**Task to complete**
Your output should be everything below from the line containing "Please spot the player's bare arm" down to the line containing "Please spot the herb", both ends included, copied exactly, with pictures left out.

**Input for this task**
####

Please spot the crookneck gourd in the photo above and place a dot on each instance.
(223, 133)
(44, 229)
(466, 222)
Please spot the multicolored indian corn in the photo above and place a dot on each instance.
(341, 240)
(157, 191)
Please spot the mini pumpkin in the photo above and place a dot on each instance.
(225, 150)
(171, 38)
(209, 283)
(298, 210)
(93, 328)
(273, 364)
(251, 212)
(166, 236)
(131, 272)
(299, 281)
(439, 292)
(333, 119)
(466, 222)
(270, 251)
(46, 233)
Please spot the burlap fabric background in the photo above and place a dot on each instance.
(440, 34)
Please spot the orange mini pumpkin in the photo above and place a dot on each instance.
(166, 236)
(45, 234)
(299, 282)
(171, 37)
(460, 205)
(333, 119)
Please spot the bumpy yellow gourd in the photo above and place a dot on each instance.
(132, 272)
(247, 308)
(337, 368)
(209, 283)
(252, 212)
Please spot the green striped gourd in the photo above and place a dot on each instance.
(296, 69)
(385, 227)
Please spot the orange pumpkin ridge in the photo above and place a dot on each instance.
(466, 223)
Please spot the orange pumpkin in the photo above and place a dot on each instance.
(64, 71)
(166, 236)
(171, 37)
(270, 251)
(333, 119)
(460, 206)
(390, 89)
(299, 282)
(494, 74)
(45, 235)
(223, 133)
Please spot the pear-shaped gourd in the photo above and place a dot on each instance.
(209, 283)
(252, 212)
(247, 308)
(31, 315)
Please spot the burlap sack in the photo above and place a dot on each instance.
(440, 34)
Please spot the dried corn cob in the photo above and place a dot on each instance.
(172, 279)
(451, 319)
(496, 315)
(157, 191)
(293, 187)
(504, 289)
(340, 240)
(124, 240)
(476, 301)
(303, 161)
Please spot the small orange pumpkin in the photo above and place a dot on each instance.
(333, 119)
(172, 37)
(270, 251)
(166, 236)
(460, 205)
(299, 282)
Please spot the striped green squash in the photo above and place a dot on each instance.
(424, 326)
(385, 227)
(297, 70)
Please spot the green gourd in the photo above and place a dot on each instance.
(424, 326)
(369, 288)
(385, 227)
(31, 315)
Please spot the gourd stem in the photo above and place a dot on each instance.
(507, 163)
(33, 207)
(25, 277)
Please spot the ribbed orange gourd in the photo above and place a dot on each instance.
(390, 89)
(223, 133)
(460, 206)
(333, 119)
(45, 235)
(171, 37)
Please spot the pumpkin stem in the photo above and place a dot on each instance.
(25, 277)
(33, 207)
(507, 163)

####

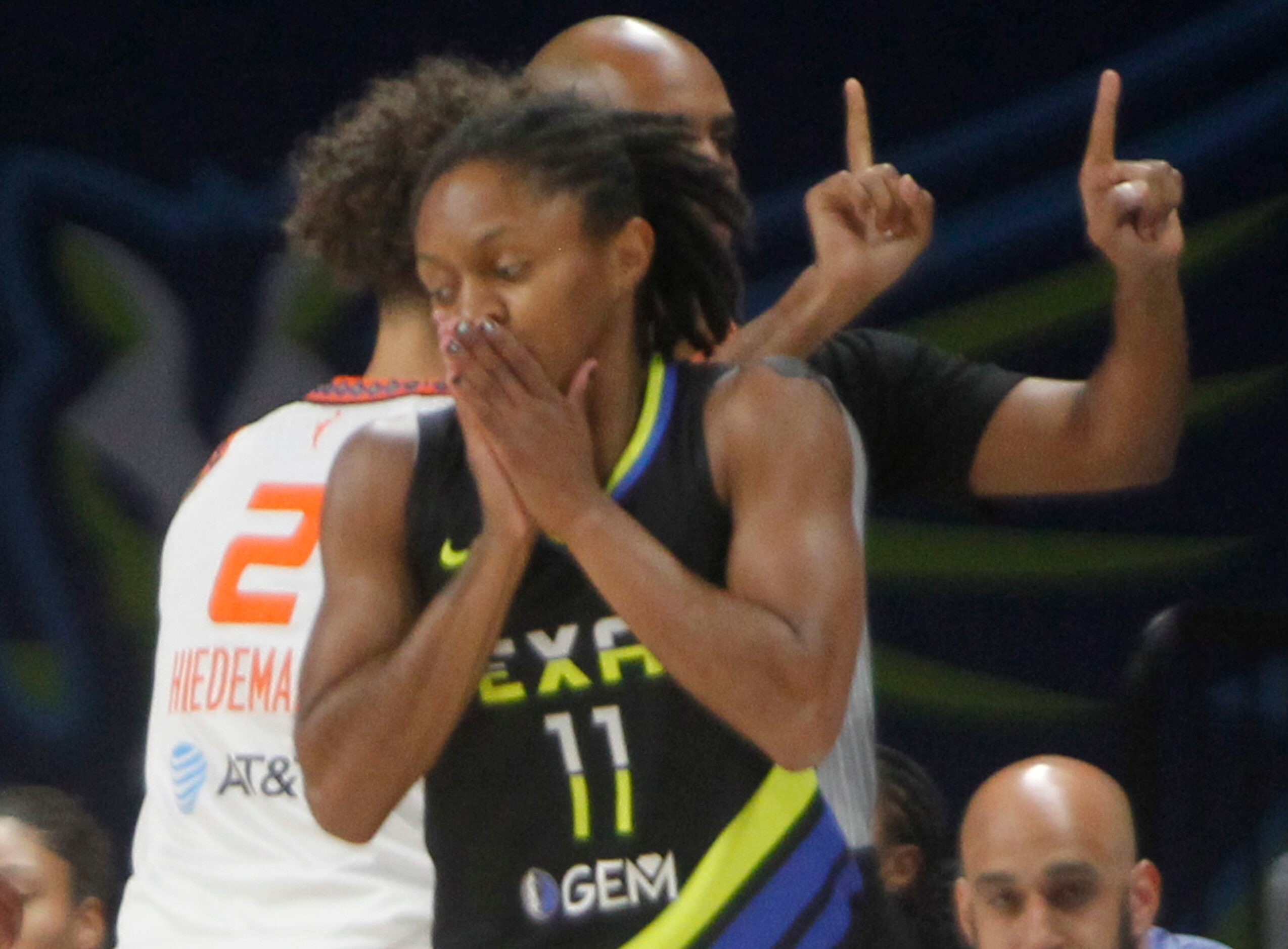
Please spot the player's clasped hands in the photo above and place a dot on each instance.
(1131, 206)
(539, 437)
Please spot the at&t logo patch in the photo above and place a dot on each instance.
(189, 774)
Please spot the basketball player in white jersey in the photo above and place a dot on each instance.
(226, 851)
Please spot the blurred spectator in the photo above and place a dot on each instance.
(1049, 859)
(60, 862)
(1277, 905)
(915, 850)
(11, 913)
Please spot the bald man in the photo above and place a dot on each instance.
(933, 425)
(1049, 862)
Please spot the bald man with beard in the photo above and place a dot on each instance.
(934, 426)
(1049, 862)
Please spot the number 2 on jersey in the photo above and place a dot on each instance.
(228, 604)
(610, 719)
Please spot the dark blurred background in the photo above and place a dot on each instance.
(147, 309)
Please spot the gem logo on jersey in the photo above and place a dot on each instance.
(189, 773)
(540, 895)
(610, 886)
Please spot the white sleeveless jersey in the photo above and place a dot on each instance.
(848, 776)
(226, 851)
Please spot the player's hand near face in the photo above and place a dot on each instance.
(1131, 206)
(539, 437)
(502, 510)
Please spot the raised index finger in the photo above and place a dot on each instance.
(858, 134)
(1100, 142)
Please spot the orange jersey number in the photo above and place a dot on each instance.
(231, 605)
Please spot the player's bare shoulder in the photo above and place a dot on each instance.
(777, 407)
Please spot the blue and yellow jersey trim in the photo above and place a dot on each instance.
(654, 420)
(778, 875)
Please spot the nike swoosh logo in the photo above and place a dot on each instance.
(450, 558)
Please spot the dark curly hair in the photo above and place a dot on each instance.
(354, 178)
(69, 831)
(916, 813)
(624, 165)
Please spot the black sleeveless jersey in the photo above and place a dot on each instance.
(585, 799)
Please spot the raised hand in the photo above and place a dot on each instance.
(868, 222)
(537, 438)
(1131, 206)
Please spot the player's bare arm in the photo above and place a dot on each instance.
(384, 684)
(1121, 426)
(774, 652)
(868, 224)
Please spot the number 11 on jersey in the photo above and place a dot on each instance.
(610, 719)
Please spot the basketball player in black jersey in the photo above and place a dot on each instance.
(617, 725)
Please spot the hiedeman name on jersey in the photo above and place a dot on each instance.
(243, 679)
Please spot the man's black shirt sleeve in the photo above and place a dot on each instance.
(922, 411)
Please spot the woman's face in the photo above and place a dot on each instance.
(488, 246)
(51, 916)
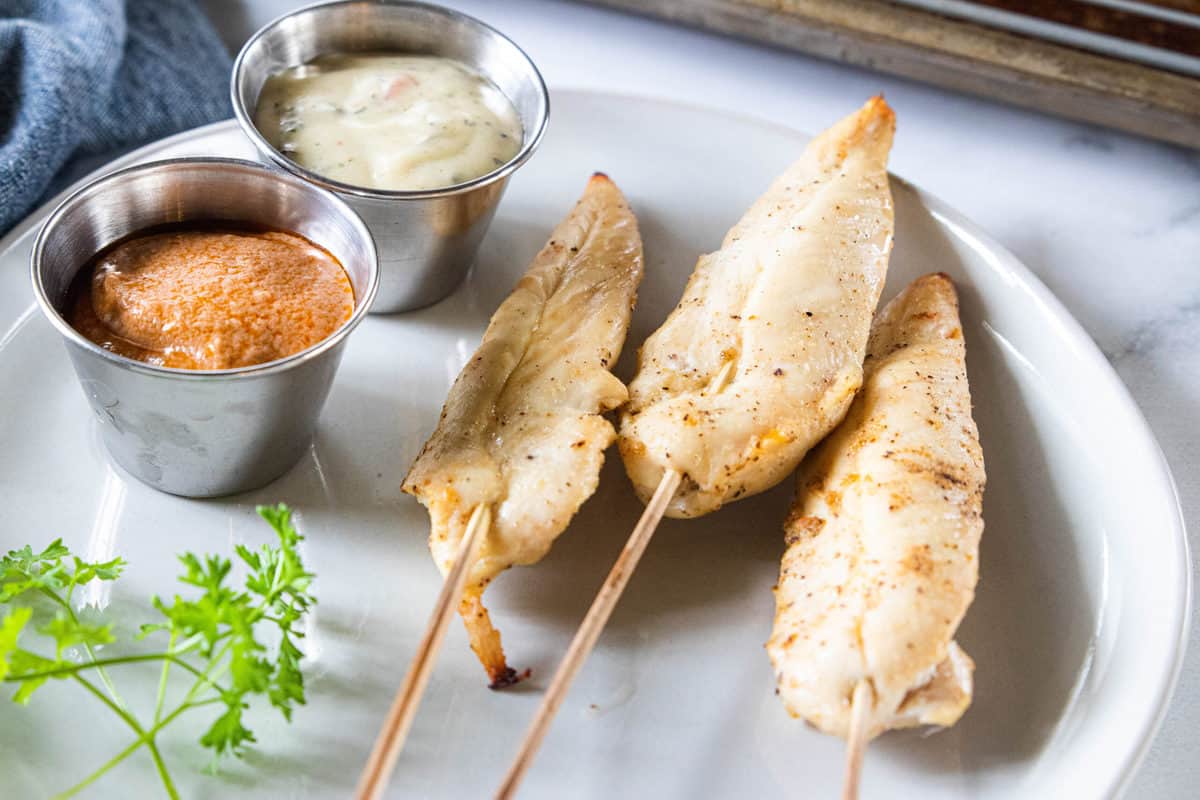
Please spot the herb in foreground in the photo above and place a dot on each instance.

####

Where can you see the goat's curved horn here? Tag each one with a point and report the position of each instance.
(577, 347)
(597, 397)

####

**Written answer**
Please spot the player's bare arm in the photo above and place a dot on each instance.
(384, 684)
(1121, 426)
(774, 652)
(868, 224)
Please spot the number 11 on jersey in the photo above and place a dot on each instance.
(610, 719)
Please spot the basketball player in black jersey in the photo above and place a dot on each instance.
(617, 725)
Please spot the hiedeman name on jersey in the photo above and place a dot on each instance.
(243, 679)
Please spot the man's black shirt sleeve in the photo above and place a dot on each instance.
(922, 411)
Please spot the woman's face in the photo above and place a dot on each instance.
(488, 246)
(51, 916)
Please spot the herb in foreground in the photo above and place a dot on each instance.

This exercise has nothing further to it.